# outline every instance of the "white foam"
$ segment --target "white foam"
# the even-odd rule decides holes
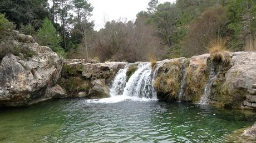
[[[109,98],[104,98],[100,99],[91,99],[85,101],[86,103],[116,103],[124,101],[132,101],[136,102],[150,102],[152,101],[156,101],[156,99],[149,99],[145,98],[139,98],[137,96],[130,96],[126,95],[120,95],[112,96]]]

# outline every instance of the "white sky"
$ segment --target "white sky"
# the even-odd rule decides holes
[[[104,19],[106,21],[127,18],[127,21],[134,21],[136,14],[141,11],[146,11],[150,0],[89,0],[94,7],[90,20],[94,21],[95,29],[99,30],[104,27]],[[176,0],[159,0],[174,2]]]

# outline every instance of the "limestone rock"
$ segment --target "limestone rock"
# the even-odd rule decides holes
[[[58,84],[73,98],[109,97],[108,88],[119,70],[127,64],[93,63],[87,63],[84,59],[67,59],[65,61]]]
[[[209,54],[204,54],[200,55],[193,56],[190,59],[189,66],[197,67],[202,63],[206,64],[207,59],[210,57]]]
[[[63,98],[67,97],[66,91],[58,85],[56,85],[56,86],[52,88],[50,91],[52,98]]]
[[[0,106],[26,106],[51,99],[63,60],[47,47],[40,46],[31,36],[14,32],[13,45],[35,54],[5,56],[0,64]]]
[[[225,81],[223,85],[223,89],[230,93],[235,91],[244,94],[245,101],[249,103],[256,101],[256,96],[254,96],[256,94],[255,90],[252,88],[256,83],[255,57],[256,52],[233,53],[232,67],[225,74]]]
[[[245,136],[252,137],[256,139],[256,123],[250,129],[245,130],[243,135]]]
[[[97,79],[92,81],[92,88],[89,96],[91,99],[99,99],[109,98],[110,90],[106,85],[105,79]]]
[[[252,88],[253,88],[253,89],[256,89],[256,84],[253,84],[253,86],[252,86]]]

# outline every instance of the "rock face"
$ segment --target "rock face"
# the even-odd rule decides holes
[[[110,96],[109,86],[120,69],[127,63],[87,63],[83,59],[64,62],[58,84],[68,96],[88,99]]]
[[[255,108],[256,52],[236,52],[231,56],[230,67],[219,73],[223,79],[213,87],[215,99],[224,101],[224,105]]]
[[[52,98],[63,60],[47,47],[40,46],[31,36],[14,31],[13,44],[33,53],[4,57],[0,64],[0,106],[31,105]]]

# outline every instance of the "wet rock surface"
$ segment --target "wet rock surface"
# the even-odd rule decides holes
[[[116,73],[127,64],[124,62],[87,63],[83,59],[64,62],[58,84],[68,96],[88,99],[110,96],[109,87]]]

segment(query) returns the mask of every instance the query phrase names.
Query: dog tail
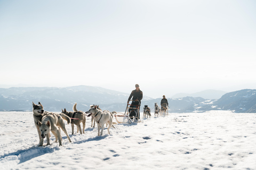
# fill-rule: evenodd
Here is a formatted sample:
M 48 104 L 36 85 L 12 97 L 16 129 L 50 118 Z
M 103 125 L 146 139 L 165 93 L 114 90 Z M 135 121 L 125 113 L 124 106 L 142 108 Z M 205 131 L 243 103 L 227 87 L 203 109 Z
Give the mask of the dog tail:
M 73 111 L 74 112 L 78 112 L 78 110 L 77 110 L 77 109 L 76 109 L 76 103 L 75 104 L 75 105 L 74 105 Z
M 69 116 L 63 113 L 60 113 L 60 115 L 63 120 L 67 121 L 68 124 L 71 123 L 71 118 Z

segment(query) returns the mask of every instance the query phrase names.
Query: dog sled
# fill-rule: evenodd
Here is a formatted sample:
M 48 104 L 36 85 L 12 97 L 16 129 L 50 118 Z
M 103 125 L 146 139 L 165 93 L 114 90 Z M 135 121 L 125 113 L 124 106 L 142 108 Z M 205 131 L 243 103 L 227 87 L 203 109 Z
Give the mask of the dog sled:
M 130 101 L 133 100 L 131 100 L 129 101 L 129 102 Z M 139 105 L 133 105 L 132 104 L 127 104 L 124 114 L 121 113 L 117 113 L 114 115 L 117 123 L 131 124 L 132 122 L 135 122 L 137 120 L 139 120 L 139 112 L 140 110 L 139 107 Z M 135 116 L 130 115 L 131 113 L 133 113 L 133 114 L 135 113 Z

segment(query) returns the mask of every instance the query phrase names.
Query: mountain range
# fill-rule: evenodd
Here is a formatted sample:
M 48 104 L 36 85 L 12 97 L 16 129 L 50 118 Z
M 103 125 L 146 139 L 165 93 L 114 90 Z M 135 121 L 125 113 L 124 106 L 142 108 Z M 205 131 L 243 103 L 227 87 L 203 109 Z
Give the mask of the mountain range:
M 235 112 L 256 112 L 256 90 L 244 89 L 224 94 L 219 98 L 209 97 L 223 91 L 205 90 L 196 96 L 167 98 L 169 113 L 205 112 L 210 110 L 232 110 Z M 207 97 L 205 95 L 208 93 Z M 206 97 L 203 98 L 199 96 Z M 66 108 L 72 111 L 75 103 L 78 110 L 86 111 L 90 105 L 99 105 L 102 109 L 124 112 L 129 94 L 101 87 L 78 86 L 67 88 L 12 87 L 0 88 L 0 111 L 32 110 L 32 101 L 40 101 L 45 110 L 61 112 Z M 218 97 L 218 96 L 215 96 Z M 143 96 L 141 111 L 148 105 L 154 112 L 155 103 L 160 106 L 162 98 Z

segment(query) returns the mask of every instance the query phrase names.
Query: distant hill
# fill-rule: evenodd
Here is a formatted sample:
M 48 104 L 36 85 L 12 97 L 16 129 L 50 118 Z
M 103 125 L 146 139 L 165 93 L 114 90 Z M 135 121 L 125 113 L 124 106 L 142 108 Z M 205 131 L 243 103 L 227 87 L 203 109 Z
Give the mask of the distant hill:
M 243 89 L 230 92 L 210 103 L 194 106 L 195 110 L 233 110 L 236 113 L 256 113 L 256 90 Z
M 36 104 L 40 101 L 45 110 L 52 112 L 60 112 L 64 108 L 71 111 L 75 103 L 77 103 L 77 109 L 83 110 L 86 110 L 93 104 L 109 106 L 117 103 L 117 105 L 124 104 L 124 110 L 129 95 L 130 94 L 87 86 L 0 88 L 0 111 L 31 110 L 32 101 Z M 152 99 L 143 96 L 144 100 Z
M 193 97 L 202 97 L 206 99 L 218 99 L 226 94 L 227 92 L 221 90 L 206 90 L 194 93 L 194 94 L 177 94 L 172 97 L 173 98 L 182 98 L 187 96 Z
M 216 91 L 204 91 L 205 92 Z M 197 93 L 200 94 L 201 93 Z M 78 110 L 86 111 L 90 105 L 99 105 L 102 109 L 124 112 L 130 94 L 101 87 L 79 86 L 67 88 L 27 87 L 0 88 L 0 111 L 31 111 L 32 101 L 40 101 L 45 110 L 61 112 L 61 108 L 72 111 L 74 104 Z M 197 96 L 197 95 L 195 96 Z M 162 98 L 143 96 L 140 111 L 145 105 L 154 112 L 155 103 L 160 106 Z M 237 113 L 256 113 L 256 90 L 244 89 L 224 94 L 219 99 L 205 99 L 200 97 L 167 98 L 169 113 L 231 110 Z

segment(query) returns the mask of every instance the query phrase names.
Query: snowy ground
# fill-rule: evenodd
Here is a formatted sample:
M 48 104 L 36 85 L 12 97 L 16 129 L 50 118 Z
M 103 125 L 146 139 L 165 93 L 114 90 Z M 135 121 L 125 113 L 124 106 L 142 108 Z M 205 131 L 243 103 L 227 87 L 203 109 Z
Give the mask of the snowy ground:
M 141 116 L 142 116 L 141 114 Z M 63 146 L 38 147 L 31 112 L 0 112 L 0 169 L 256 169 L 256 114 L 171 114 L 116 125 L 111 134 L 86 123 L 62 132 Z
- - -
**Prompt:**
Gather every line from the items above that contains the string "mountain". Copy each of those lines in full.

**Result of the exercise:**
Query: mountain range
Give the mask of the mountain range:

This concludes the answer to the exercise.